DATA>
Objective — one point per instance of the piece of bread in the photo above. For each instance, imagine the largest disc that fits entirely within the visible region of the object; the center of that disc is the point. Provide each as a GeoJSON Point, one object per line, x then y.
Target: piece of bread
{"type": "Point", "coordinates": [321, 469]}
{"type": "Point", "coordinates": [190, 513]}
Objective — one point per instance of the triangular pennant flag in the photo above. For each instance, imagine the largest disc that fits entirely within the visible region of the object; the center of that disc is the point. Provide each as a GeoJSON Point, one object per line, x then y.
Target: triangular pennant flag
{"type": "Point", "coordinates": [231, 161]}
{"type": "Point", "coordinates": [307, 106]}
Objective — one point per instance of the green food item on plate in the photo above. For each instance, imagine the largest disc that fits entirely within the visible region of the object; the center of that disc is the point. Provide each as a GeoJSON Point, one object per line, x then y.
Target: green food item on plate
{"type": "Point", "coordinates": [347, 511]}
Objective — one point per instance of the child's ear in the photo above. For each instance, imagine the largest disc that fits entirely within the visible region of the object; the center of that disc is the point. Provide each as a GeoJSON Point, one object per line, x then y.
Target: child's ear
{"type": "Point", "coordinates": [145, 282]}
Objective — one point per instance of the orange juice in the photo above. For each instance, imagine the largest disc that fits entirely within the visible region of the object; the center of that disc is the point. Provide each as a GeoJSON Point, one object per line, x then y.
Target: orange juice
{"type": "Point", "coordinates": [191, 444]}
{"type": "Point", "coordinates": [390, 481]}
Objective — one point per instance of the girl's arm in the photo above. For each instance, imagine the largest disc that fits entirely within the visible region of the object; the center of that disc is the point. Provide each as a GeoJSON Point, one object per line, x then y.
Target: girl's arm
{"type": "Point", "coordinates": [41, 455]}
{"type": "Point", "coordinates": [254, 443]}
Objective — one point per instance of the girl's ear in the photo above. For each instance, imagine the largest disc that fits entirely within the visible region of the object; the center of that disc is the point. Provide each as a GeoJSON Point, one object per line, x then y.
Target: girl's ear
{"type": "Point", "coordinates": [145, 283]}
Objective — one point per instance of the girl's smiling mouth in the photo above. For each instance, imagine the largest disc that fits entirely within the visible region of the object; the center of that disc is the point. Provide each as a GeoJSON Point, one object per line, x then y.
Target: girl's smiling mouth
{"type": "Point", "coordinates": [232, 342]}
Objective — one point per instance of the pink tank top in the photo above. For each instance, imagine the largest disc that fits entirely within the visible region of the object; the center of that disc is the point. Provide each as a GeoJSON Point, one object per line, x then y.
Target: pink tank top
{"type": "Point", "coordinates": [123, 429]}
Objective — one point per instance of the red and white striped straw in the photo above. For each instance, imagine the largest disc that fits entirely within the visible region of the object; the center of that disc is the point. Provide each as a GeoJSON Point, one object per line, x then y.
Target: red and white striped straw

EXERCISE DESCRIPTION> Return the entries above, every line intact.

ANSWER TO THE EXERCISE>
Objective — one point per instance of the piece of bread in the photo above. For each instance, imagine the largest disc that fits entirely within the visible region of the object; the center of that disc is the point. Provide each as a GeoJSON Point, one object per line, x then y.
Target: piece of bread
{"type": "Point", "coordinates": [321, 469]}
{"type": "Point", "coordinates": [190, 513]}
Objective — one point per instance of the triangular pennant flag in the photo above. For each instance, imagine the largest disc that fits entirely within the visible region of the object; the center of that disc is the point. Provide each as a GeoJSON Point, one object per line, x then y.
Target: triangular pennant flag
{"type": "Point", "coordinates": [231, 161]}
{"type": "Point", "coordinates": [307, 106]}
Objective — one point per instance of the green food item on plate in the photo above. For each instance, imagine the largest disc that fits entirely within the visible region of the object; the center of that disc is the point. Provide each as a GeoJSON Point, one object per line, x then y.
Target: green food item on plate
{"type": "Point", "coordinates": [347, 511]}
Objective — one point per instance of the child's ear in the photo above. For each instance, imagine the largest disc that fits entirely within the visible region of the object; the center of that disc is the point. Provide each as a GeoJSON Point, one object per line, x then y.
Target: child's ear
{"type": "Point", "coordinates": [145, 282]}
Objective — one point per instance of the orange juice in the photo above. For each instance, imagine the largest disc that fits entirely within the visible region of the object; the center of that disc is the point. Provide each as a GeoJSON Point, one object per line, x then y.
Target: orange juice
{"type": "Point", "coordinates": [191, 444]}
{"type": "Point", "coordinates": [390, 481]}
Objective — one point per instance of the girl's arm in the photo above. For each instance, imagine the largest disc that fits entirely within the visible region of the object; the center of that disc is the point. Provide each as a GeoJSON Point, one object per line, x then y.
Target: girl's arm
{"type": "Point", "coordinates": [41, 455]}
{"type": "Point", "coordinates": [254, 443]}
Objective — one point per instance of the girl's ear in the photo above. For each instance, imagine the largest disc that fits entirely within the visible region of the object; the center of that disc is the point. Provide each as a GeoJSON Point, one object per line, x then y.
Target: girl's ear
{"type": "Point", "coordinates": [145, 283]}
Objective — one point per instance of the girl's smiling mouth in the photo above. For each instance, imagine the largest disc that fits entirely within the visible region of the object; the center of that disc is the point. Provide each as a GeoJSON Point, one object per line, x then y.
Target: girl's smiling mouth
{"type": "Point", "coordinates": [232, 342]}
Objective — one point per instance of the pink tank top in the photo above. For each instance, imagine the largest disc that fits entirely within the visible region of the object; the center of that disc is the point. Provide each as a GeoJSON Point, one object per line, x then y.
Target: pink tank top
{"type": "Point", "coordinates": [123, 429]}
Objective — one point per instance of the red and white striped straw in the photo above. For each instance, imagine the largest disc that fits entirely within the visible region of the object; the center of that disc is the point. Provide each as a GeoJSON Point, one object per line, x then y.
Target: red and white striped straw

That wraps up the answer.